AIM OF THE TASK:
Write out, from the entries below, exactly the lines that run between the lines holding "TARGET: flower stalk" and "TARGET: dark green background", inclusive, and stop there.

THE DATA:

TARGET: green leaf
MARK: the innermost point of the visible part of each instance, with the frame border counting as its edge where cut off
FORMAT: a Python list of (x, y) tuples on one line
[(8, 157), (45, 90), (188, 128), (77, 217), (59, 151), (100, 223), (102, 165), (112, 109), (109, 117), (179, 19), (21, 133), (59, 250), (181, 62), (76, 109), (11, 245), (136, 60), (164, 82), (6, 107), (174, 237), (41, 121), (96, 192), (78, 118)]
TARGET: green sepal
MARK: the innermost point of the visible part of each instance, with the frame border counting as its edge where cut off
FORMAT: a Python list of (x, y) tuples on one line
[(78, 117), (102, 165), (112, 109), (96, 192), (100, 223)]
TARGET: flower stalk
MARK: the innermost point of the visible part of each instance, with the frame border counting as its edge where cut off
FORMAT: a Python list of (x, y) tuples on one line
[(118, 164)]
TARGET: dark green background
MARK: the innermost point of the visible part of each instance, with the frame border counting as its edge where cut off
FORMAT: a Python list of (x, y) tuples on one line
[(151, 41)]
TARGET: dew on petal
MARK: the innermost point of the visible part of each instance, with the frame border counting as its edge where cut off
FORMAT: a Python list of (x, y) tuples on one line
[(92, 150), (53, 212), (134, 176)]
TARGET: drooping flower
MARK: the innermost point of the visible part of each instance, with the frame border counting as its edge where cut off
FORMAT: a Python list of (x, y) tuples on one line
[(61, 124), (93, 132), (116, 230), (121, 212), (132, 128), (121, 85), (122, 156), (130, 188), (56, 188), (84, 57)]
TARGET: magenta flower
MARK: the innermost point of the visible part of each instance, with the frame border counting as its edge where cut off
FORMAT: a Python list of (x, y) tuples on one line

ANSWER BELOW:
TARGET: flower stalk
MARK: the innermost point of the visible part of each instance, with the frame border counting as its edge where cut off
FORMAT: a Python list of (x, y) tuples on one line
[(118, 164)]
TARGET: dark green background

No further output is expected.